Rewrite the part of the records that opens with the line containing "the blurred yellow" and runs through the end of the records, putting "soft yellow bloom" wherever "blurred yellow flower" appears and leaving everything else unchanged.

----

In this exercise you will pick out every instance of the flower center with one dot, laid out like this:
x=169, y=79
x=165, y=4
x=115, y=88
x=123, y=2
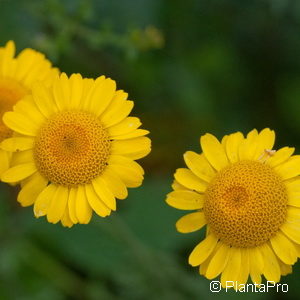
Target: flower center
x=10, y=93
x=72, y=148
x=245, y=204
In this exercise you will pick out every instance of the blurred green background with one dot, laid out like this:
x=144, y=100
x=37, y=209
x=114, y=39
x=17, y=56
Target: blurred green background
x=191, y=67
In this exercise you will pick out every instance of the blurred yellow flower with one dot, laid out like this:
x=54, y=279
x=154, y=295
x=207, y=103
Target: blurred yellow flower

----

EXERCISE ANSWER:
In this exercise you will pick out every instance of the soft yellow bloom with one dot, laid out like this:
x=54, y=279
x=154, y=295
x=207, y=103
Target: soft yellow bloom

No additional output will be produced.